§ **PROBLEM TO SOLVE**:
Recast every line of the items below as a single numbered list, skipping any blank lines.

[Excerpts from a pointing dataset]
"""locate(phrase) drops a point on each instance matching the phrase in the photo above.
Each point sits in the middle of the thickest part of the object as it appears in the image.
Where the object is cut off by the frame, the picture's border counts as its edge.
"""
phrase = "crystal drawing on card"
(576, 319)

§ **SOLUTION FOR THIS TASK**:
1. """locate(phrase) drops a point on each instance matching the phrase in the photo above.
2. Each point sits in the middle of the thickest part of the object as it appears in the image.
3. Where the object is cut off by the frame, the picture's border counts as its edge.
4. """
5. phrase = "crystal drawing on card"
6. (576, 319)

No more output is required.